#### AUSGEWÄHLTER TEXTAUSZUG ####
Predigt zum Gründonnerstag (Joh 13, 1-15)
Die Versuchung der Macht
Gegner des Christentums werfen der Kirche bis heute eine ganze Menge an Gräueltaten vor: Inquisition, Hexenverbrennung, Scheiterhaufen, Kreuzzüge, Zwangsmissionierung, Ausbeutung, Antijudaismus, Diskriminierung, sexueller Missbrauch … Man könnte fast meinen, die Kirchengeschichte wäre nichts anderes als eine Kriminal- und Skandalgeschichte, und nicht wenige behaupten das auch tatsächlich.
Und es stimmt, all diese Dinge sind leider passiert und passieren immer noch und zeigen sehr deutlich, dass selbst in den höchsten kirchlichen Kreisen die große Versuchung bleibend vorhanden ist, um der Macht willen selbst das Heiligste zu missbrauchen. Denn nichts anderes ist bei all diesen Dingen geschehen. Man ist der Versuchung der Macht erlegen und hat im Namen Gottes, im Namen Jesu, im Namen der Kirche Machtmissbrauch betrieben.
Der heilige Papst Johannes Paul II. hat deshalb auch im Jahr 2000 ein umfassendes Schuldbekenntnis abgelegt, um ganz klar deutlich zu machen, was auch die Botschaft des Gründonnerstages ist: Macht bedeutet bei Jesus Christus, dem anderen die Füße zu waschen. Herr und Meister ist derjenige, der dem anderen dient. Alles andere hat mit dem Christentum nichts zu tun, alles andere ist schlichtweg eine Verfälschung der Lehre Jesu.
Das sagt uns auch der heilige Franz von Sales, der einmal meinte: „[Jesus Christus] ist gekommen, um uns die Demut zu lehren, die er mit den Worten zeigt: Der Menschensohn ist nicht gekommen, um sich bedienen zu lassen, sondern um zu dienen (Mt 20,28). Ich bin unter euch wie einer, der dient (Lk 22,27). Sind das nicht unvergängliche Merksätze und Auslegungen seiner überaus köstlichen Lehre?“ (DASal 10,96)
Ja, genau das sind die unvergänglichen Merksätze und köstlichen Lehren, die uns glückerweise gerade die Päpste Johannes Paul II., Benedikt XVI. und Franziskus immer wieder in Erinnerung gerufen haben und in Erinnerung rufen.
#### BEREITGESTELLTE DATEN ####
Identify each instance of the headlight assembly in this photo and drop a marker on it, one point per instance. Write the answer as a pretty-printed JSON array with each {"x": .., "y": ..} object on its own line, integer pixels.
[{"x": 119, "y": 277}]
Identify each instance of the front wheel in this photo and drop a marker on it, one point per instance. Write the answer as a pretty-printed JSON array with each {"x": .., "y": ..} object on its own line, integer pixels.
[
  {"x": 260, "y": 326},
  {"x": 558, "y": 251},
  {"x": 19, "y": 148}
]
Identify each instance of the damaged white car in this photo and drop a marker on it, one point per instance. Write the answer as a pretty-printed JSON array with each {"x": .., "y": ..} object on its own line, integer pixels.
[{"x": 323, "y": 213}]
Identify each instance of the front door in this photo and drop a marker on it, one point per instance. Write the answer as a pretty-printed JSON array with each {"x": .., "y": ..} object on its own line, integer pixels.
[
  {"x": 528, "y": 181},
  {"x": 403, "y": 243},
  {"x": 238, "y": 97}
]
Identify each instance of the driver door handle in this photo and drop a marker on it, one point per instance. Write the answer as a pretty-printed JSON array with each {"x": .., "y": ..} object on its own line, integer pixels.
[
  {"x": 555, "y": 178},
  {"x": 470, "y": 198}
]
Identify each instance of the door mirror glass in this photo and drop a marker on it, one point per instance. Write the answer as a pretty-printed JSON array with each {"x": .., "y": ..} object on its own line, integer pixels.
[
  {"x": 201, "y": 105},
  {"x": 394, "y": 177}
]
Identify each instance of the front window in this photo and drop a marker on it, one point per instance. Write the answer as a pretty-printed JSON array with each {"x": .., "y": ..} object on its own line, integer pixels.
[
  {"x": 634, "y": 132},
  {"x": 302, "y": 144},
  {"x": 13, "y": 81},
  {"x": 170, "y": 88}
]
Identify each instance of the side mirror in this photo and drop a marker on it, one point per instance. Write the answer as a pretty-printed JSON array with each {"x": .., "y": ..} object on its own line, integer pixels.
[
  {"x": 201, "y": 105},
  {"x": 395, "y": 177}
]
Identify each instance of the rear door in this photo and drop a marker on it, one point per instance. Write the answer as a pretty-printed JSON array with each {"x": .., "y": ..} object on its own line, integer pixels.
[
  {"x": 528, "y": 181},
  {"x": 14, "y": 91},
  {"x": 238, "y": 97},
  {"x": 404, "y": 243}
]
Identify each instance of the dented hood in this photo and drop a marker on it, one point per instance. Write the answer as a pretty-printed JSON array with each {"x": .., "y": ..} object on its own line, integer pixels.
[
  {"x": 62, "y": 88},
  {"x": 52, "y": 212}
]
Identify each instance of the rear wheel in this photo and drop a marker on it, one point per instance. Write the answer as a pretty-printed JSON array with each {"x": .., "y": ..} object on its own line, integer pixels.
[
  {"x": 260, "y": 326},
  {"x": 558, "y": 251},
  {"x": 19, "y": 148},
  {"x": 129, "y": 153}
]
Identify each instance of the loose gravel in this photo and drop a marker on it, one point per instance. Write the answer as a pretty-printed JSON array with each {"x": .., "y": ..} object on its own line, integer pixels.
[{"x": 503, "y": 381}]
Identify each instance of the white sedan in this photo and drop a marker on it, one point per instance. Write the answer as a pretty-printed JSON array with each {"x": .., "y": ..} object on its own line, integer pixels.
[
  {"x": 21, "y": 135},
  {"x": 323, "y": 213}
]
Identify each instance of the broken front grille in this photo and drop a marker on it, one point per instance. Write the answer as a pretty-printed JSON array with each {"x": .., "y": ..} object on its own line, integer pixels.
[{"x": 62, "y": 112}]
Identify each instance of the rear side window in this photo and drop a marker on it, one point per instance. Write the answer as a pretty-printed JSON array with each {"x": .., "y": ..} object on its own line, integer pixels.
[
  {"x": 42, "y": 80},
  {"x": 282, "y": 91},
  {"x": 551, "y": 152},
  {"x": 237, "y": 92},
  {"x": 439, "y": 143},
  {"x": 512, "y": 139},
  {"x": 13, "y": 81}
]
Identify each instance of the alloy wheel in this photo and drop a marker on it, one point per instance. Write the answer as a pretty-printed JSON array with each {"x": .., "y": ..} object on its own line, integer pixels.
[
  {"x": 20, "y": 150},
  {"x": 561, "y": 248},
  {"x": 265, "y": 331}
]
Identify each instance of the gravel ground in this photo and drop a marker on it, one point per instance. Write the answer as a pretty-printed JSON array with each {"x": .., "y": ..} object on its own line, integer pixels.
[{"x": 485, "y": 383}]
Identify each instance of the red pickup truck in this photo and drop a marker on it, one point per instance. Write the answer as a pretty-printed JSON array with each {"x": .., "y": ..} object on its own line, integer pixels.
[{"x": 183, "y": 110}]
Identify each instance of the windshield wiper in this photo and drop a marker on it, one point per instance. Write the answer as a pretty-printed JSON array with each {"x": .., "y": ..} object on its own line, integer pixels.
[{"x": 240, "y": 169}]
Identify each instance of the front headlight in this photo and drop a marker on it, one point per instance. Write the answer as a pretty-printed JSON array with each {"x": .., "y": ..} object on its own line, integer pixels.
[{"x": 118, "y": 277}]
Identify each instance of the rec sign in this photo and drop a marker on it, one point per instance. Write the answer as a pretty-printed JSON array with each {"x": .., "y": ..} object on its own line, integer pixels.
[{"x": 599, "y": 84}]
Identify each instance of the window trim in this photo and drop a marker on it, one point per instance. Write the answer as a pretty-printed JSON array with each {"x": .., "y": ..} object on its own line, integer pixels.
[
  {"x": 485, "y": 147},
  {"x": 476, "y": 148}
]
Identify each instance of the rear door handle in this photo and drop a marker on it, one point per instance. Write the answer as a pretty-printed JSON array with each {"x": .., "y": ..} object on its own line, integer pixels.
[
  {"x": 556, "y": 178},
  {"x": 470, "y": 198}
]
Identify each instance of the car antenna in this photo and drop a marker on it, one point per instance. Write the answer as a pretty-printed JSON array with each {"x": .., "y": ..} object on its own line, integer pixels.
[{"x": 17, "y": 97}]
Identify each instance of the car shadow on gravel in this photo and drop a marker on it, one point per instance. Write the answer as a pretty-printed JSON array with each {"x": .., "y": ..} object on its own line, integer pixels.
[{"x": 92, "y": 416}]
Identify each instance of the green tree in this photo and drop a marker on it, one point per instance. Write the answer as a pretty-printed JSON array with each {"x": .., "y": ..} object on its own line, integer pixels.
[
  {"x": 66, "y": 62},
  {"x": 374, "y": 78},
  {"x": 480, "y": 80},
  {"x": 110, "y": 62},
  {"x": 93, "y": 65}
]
####
- ZU LÖSENDE AUFGABEN
• 1. Beantworte zur Gründonnerstagspredigt:
(a) In welchem Jahr legte Papst Johannes Paul II. ein umfassendes Schuldbekenntnis ab?
(b) Welche Bibelstelle wird für das Wort „Ich bin unter euch wie einer, der dient“ angegeben?
(c) Welche drei Päpste werden im letzten Absatz genannt?
• 2. Führe die Gründonnerstagspredigt im Anschluss an ihren letzten Satz weiter.

- LÖSUNGEN
• 1.
(a) Im Jahr 2000.
(b) Lk 22,27.
(c) Johannes Paul II., Benedikt XVI. und Franziskus.

• 2.
Die Versuchung zur Macht existiert allerdings nicht nur bei denen da oben, sondern auch bei uns hier herunten. Bevor wir also mit dem Finger auf die anderen zeigen, sollten wir zunächst einmal in unser eigenes Herz schauen: Wie reagieren wir denn, wenn einmal etwas anders läuft, als wir das gerne hätten? Welche Machtspielchen treiben wir, um unseren Willen durchzusetzen? Welche Ellbogentechnik setzen wir ein, um uns eine gute Position zu verschaffen?
Die Lehre Jesu spricht eine völlig andere Sprache. Die Fußwaschung bei seinem letzten Abendmahl macht uns das unmissverständlich deutlich. Aus ihr zieht der heilige Franz von Sales den Schluss: Jesus, „der König der Herrlichkeit belohnt seine Diener nicht nach der Würde der Ämter, die sie bekleiden, sondern nach der Liebe und Demut, mit der sie ihre Aufgabe erfüllen.“ (DASal 1,112)
Genau daran möchte uns der Gründonnerstag jedes Jahr erinnern: Es geht in all unserem Reden, Denken, Handeln und Tun als Christinnen und Christen zuerst und vor allem um die Liebe und die Demut, also dem Mut zum Dienen – daran werden wir gemessen werden. Das ist die wahre Macht des Christentums – alles andere ist Missbrauch und tatsächlich ein Skandal. Amen.